> **TASK ITEM**: What follows is a listing to be repeated in full and without alteration.

:: PROVIDED MATERIAL ::

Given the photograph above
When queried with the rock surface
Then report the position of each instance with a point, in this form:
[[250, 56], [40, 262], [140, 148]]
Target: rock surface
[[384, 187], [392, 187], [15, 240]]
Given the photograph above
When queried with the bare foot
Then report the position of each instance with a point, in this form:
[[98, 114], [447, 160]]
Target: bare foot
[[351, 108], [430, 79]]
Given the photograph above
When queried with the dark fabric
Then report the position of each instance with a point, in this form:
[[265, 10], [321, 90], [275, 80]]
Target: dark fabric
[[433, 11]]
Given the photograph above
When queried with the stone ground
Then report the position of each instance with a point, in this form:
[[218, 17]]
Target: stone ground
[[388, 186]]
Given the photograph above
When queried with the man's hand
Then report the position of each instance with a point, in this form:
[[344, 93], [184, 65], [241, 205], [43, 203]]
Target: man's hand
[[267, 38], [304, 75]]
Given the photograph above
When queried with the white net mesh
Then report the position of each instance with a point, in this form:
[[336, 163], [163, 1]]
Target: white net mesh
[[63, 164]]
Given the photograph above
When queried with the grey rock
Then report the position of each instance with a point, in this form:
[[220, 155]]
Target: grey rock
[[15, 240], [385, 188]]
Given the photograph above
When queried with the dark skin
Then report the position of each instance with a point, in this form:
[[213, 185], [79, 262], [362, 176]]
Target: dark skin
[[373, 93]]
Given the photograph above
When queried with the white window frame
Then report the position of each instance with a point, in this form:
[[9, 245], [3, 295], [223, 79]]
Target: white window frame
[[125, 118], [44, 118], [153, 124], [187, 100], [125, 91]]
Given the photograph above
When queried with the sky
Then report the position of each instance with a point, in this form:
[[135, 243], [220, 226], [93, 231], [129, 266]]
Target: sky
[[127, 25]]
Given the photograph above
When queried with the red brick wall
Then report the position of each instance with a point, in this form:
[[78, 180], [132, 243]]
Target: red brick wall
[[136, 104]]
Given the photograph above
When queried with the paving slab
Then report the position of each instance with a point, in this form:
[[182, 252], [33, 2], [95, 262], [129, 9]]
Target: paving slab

:::

> **OUTPUT**:
Given the photograph above
When queried with the rock surface
Then report the position of each instance with a point, in this form:
[[250, 56], [40, 262], [140, 148]]
Target: rock surface
[[384, 187], [392, 187], [15, 240]]
Given the photograph above
When queried with the bare foot
Then report the position of each instance with a point, in this form:
[[98, 114], [447, 160]]
Target: bare foot
[[351, 108], [430, 79]]
Given the photograph above
When queried with the dark fabric
Then report the position of each instance with a point, in this form:
[[265, 10], [321, 90], [275, 80]]
Target: dark fabric
[[433, 11]]
Given the photograph above
When queried with the stone ground
Then report the position of each instance with a point, in this form:
[[218, 17]]
Target: stone ground
[[388, 186]]
Given the photograph above
When queried with the man's hand
Then report the position of each instance with a point, in this form:
[[344, 93], [184, 65], [241, 205], [43, 203]]
Target: man's hand
[[267, 38], [304, 75]]
Given the photograph above
When queried with the white net mesh
Then report the position of each instance with a point, in this form:
[[336, 163], [163, 1]]
Target: white net mesh
[[63, 164]]
Given the photograph above
When queried with the grey rock
Then report the position of each instance with a point, in this form:
[[220, 155]]
Target: grey rock
[[15, 240], [385, 188]]
Given the photograph above
When queried with the dark skin
Then report the position of each instance with a point, in this form:
[[213, 185], [79, 262], [362, 176]]
Target: dark skin
[[373, 93]]
Given the photograph above
When queried with the white window frame
Then report the position of each instance with a point, in this form:
[[9, 245], [3, 295], [223, 79]]
Target: white window frame
[[125, 118], [44, 118], [153, 124], [187, 100], [125, 91]]
Given the photograph above
When queried with the sky
Then report the position of each instance with a point, in this form:
[[135, 243], [220, 226], [93, 231], [129, 266]]
Target: sky
[[127, 25]]
Given the photograph above
When queried with the red brick wall
Then report the position of each instance with a point, in this form:
[[78, 180], [132, 243]]
Target: red brick wall
[[136, 104]]
Given the photograph above
When queried with the paving slab
Then report the position of each instance with a point, in this form:
[[182, 252], [33, 2], [95, 262], [129, 9]]
Target: paving slab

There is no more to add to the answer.